> **TEXTO DADO**:
Eu faço uma caminhada de inspeção. Já existem três avenidas livres de toras e pragas. Só que o solo mais se parece com um campo recém tombado. Nunca passou nenhum veículo por essas avenidas, profundos buracos comprovam os passos dificultosos de alguns cavalos ou jegues. Do alto de uma colina o olhar se perde até o horizonte, mata até onde a vista alcança; uma colina após a outra. Qual será daqui a alguns anos? A civilização está chegando com incrível rapidez. Onde há dez anos existia a floresta hoje já existem cidades de dez a trinta mil habitantes. Aqui estamos morando numa solitária casa de madeira, onde temos que buscar a água, o leite e o pão a dois quilômetros de distância. Os únicos alimentos são arroz, feijão e jabá. A chuva e o vento têm livre acesso pelos buracos do telhado e das paredes de madeira. As baratas moram nas frestas, os grilos cantam em coro a noite toda e estão devorando as nossas roupas, e os ratos fazem a festa nas vigas do telhado. A casa é construída sobre pilares como os armazéns do Estado de Wallis na Suíça. Na frente da entrada vários tocos de diversas alturas constituem a escada. Uma vida primitiva, de algumas pessoas em um território destinado a ser uma cidade.

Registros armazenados
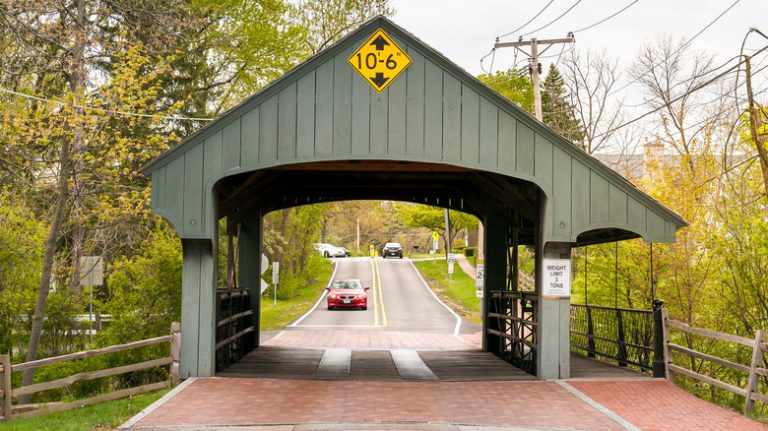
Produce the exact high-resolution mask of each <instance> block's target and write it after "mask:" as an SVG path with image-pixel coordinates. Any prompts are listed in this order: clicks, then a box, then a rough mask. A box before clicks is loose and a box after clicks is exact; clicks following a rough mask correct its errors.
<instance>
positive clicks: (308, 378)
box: [218, 346, 650, 382]
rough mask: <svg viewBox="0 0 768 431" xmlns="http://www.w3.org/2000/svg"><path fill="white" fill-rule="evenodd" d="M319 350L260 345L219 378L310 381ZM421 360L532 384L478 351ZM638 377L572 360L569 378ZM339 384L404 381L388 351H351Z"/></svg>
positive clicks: (318, 355)
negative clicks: (357, 380)
mask: <svg viewBox="0 0 768 431" xmlns="http://www.w3.org/2000/svg"><path fill="white" fill-rule="evenodd" d="M324 352H325V350H323V349H296V348H290V347H274V346H262V347H260V348H258V349H256V350H254V351H253V352H251V353H249V354H248V355H246V356H245V357H244V358H243V359H242V360H240V362H238V363H236V364H234V365H232V366H231V367H229V368H227V369H226V370H224V371H222V372H220V373H219V374H218V375H219V376H221V377H252V378H277V379H312V378H314V374H315V371H316V370H317V367H318V365H320V360H321V359H322V357H323V353H324ZM418 353H419V356H421V359H422V360H423V361H424V363H425V364H426V365H427V367H429V369H430V370H432V372H433V373H434V374H435V375H436V376H437V378H438V380H441V381H454V382H460V381H511V380H535V379H536V377H535V376H532V375H530V374H528V373H526V372H524V371H522V370H520V369H519V368H516V367H515V366H513V365H511V364H509V363H508V362H506V361H504V360H502V359H501V358H499V357H497V356H494V355H493V354H491V353H488V352H483V351H480V350H455V351H419V352H418ZM649 377H650V376H649V375H648V374H642V373H639V372H636V371H632V370H628V369H626V368H622V367H617V366H615V365H611V364H608V363H605V362H600V361H597V360H594V359H589V358H585V357H583V356H579V355H571V378H572V379H645V378H649ZM339 379H340V380H375V381H397V380H402V378H401V376H400V374H399V373H398V371H397V367H396V366H395V363H394V362H393V361H392V355H391V354H390V352H389V350H353V351H352V358H351V362H350V372H349V374H347V375H345V376H340V377H339Z"/></svg>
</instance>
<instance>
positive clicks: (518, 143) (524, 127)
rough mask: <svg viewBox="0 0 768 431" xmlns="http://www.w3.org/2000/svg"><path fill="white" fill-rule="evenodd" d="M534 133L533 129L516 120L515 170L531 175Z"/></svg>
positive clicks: (533, 151)
mask: <svg viewBox="0 0 768 431" xmlns="http://www.w3.org/2000/svg"><path fill="white" fill-rule="evenodd" d="M534 139H535V138H534V133H533V129H531V128H530V127H528V126H526V125H524V124H522V123H520V122H518V123H517V146H516V148H515V149H516V150H517V154H516V156H515V163H516V165H515V171H516V172H519V173H521V174H526V175H530V176H533V162H534V160H533V159H534V149H535V145H536V144H535V143H534Z"/></svg>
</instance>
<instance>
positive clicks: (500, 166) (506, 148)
mask: <svg viewBox="0 0 768 431" xmlns="http://www.w3.org/2000/svg"><path fill="white" fill-rule="evenodd" d="M516 156H517V120H515V118H514V117H512V116H511V115H509V114H508V113H506V112H504V111H501V110H500V111H499V156H498V157H499V167H500V168H503V169H507V170H509V171H510V172H515V169H516V166H515V160H516Z"/></svg>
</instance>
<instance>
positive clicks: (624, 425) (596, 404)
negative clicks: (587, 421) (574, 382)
mask: <svg viewBox="0 0 768 431" xmlns="http://www.w3.org/2000/svg"><path fill="white" fill-rule="evenodd" d="M555 382H557V384H558V385H560V386H562V387H563V388H564V389H565V390H566V391H568V392H570V393H572V394H573V395H576V397H578V398H579V399H580V400H582V401H584V402H585V403H587V404H589V405H590V406H592V407H594V408H595V409H596V410H597V411H599V412H600V413H602V414H604V415H606V416H608V417H609V418H611V419H613V420H614V421H615V422H617V423H618V424H619V425H621V426H623V427H624V428H625V429H628V430H631V431H641V430H640V428H638V427H636V426H635V425H633V424H632V423H631V422H629V421H628V420H626V419H624V418H623V417H621V416H619V415H617V414H616V413H614V412H612V411H610V410H608V408H607V407H605V406H604V405H602V404H600V403H598V402H597V401H595V400H593V399H592V398H590V397H589V396H587V394H585V393H584V392H581V391H580V390H578V389H576V388H574V387H573V386H571V385H569V384H568V383H566V382H564V381H562V380H555Z"/></svg>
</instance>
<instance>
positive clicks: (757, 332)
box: [662, 308, 768, 414]
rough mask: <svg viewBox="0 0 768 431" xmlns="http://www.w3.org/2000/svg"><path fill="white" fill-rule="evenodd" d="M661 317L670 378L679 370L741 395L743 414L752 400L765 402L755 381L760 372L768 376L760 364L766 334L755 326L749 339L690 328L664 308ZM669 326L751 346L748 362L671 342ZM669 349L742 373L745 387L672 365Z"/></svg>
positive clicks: (713, 384)
mask: <svg viewBox="0 0 768 431" xmlns="http://www.w3.org/2000/svg"><path fill="white" fill-rule="evenodd" d="M662 317H663V319H664V346H665V349H664V354H665V361H664V362H665V364H666V369H667V378H668V379H671V378H672V377H673V375H674V373H678V374H681V375H684V376H686V377H690V378H692V379H695V380H698V381H701V382H704V383H708V384H710V385H712V386H715V387H718V388H720V389H724V390H726V391H728V392H731V393H734V394H737V395H741V396H742V397H744V413H745V414H749V413H751V412H752V411H753V410H754V406H755V401H761V402H763V403H768V396H766V395H764V394H761V393H758V383H759V378H760V376H762V377H768V369H766V368H764V367H762V366H761V365H762V364H763V355H764V353H765V352H766V351H767V350H768V346H767V345H766V343H765V334H764V332H763V331H762V330H758V331H757V332H756V333H755V338H754V339H749V338H745V337H740V336H737V335H731V334H723V333H720V332H716V331H711V330H709V329H699V328H693V327H691V326H689V325H687V324H685V323H683V322H678V321H676V320H672V319H670V318H669V310H667V309H666V308H664V309H663V310H662ZM670 329H674V330H678V331H682V332H683V333H685V334H690V335H697V336H701V337H706V338H710V339H715V340H720V341H725V342H728V343H733V344H738V345H742V346H745V347H748V348H751V349H752V361H751V363H750V364H749V365H744V364H738V363H735V362H732V361H729V360H727V359H723V358H719V357H716V356H713V355H709V354H707V353H703V352H699V351H696V350H694V349H691V348H688V347H685V346H680V345H678V344H674V343H672V342H671V341H670ZM672 352H679V353H682V354H684V355H687V356H688V357H689V358H691V359H694V360H701V361H706V362H711V363H714V364H717V365H720V366H723V367H726V368H730V369H732V370H735V371H738V372H741V373H744V374H746V375H747V384H746V387H744V388H742V387H739V386H736V385H733V384H731V383H728V382H724V381H721V380H718V379H715V378H714V377H711V376H706V375H704V374H701V373H697V372H696V371H693V370H690V369H687V368H683V367H681V366H678V365H675V364H673V363H672Z"/></svg>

> **ENUNCIADO DO EXERCÍCIO**: Reproduza na íntegra, palavra por palavra e sem nenhuma alteração, o texto sobre a caminhada de inspeção.

> **RESOLUÇÃO DO PROBLEMA**:
Eu faço uma caminhada de inspeção. Já existem três avenidas livres de toras e pragas. Só que o solo mais se parece com um campo recém tombado. Nunca passou nenhum veículo por essas avenidas, profundos buracos comprovam os passos dificultosos de alguns cavalos ou jegues. Do alto de uma colina o olhar se perde até o horizonte, mata até onde a vista alcança; uma colina após a outra. Qual será daqui a alguns anos? A civilização está chegando com incrível rapidez. Onde há dez anos existia a floresta hoje já existem cidades de dez a trinta mil habitantes. Aqui estamos morando numa solitária casa de madeira, onde temos que buscar a água, o leite e o pão a dois quilômetros de distância. Os únicos alimentos são arroz, feijão e jabá. A chuva e o vento têm livre acesso pelos buracos do telhado e das paredes de madeira. As baratas moram nas frestas, os grilos cantam em coro a noite toda e estão devorando as nossas roupas, e os ratos fazem a festa nas vigas do telhado. A casa é construída sobre pilares como os armazéns do Estado de Wallis na Suíça. Na frente da entrada vários tocos de diversas alturas constituem a escada. Uma vida primitiva, de algumas pessoas em um território destinado a ser uma cidade.